- _EXCERPTED PASSAGE_:
Monday, December 1, 2014

Strategy and the Plight of What-Doesn't-Look-Good

What is the toughest choice to make in Strategy? Well, it's a certain type of tough question - not one you draw a blank on, but one where too many answers come to mind. Is it about challenging the value-system? Or convincing an organization that it is not 'strategy-ready' yet? The 'toughest', finally, is a subjective one, and my pick may easily be different from yours. In my present frame of mind, I think one kind of the toughest choice is to pick options that don't 'look' good.

- _PROBLEMS_:
1. In the strategy post, what is named as one kind of the toughest choice in strategy?
2. Proceed with the post on strategy and options that don't look good, writing on from its last sentence.
The records have no connection to the strategy post.

- _INFORMATION PROVIDED_:
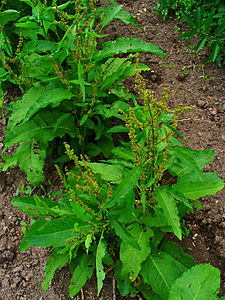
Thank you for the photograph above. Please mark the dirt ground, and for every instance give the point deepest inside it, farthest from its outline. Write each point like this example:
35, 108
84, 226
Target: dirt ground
21, 274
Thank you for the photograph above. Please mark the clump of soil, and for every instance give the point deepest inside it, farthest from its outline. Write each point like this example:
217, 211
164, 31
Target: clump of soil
22, 273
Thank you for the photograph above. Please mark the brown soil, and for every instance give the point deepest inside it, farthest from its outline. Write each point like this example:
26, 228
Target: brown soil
22, 273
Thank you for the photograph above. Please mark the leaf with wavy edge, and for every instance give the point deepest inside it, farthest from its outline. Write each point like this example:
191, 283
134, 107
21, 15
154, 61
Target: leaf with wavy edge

- _ANSWERS TO THE EXERCISES_:
1. Picking options that don't "look" good.

2.
I'm sure you'll agree that at times the best choice is to do nothing. At times, it is to close down a business, or to wait out a storm, or to walk away from an opportunity - and so on, right? But now imagine actually sitting in one of these day-long workshops and when the time comes to condense choices, it is one of these. It'll take a brave CXO, or a group of leaders, to conclude that it is best to do one of these things (or nothings, to be precise). It is much easier to say you'll reinvent yourselves, or acquire some as-yet unidentified target or any other equally esoteric statement, but it's really tough to say, for instance, that you'll wait it out and do nothing for now; or that you seem to be in a good place and it won't be wise to rock the boat. Examples of such not-good-looking choices abound. I'm not hung up about the examples above, but you get the drift.... There's a huge stack on the other side, of words that may not mean much, like re-organization, reshuffling, re-prioritization, deep-diving, outside-in propositioning that may also not mean much more, but sound much better. 

Another interesting insight is that it is easier to say we'll do nothing when times are bad, in the 'all hands on deck', belt-tightening, no-nonsense struggle to stay afloat. It gets tough when all this becomes 'business as usual', and there's enough time to ask what-else and what-if.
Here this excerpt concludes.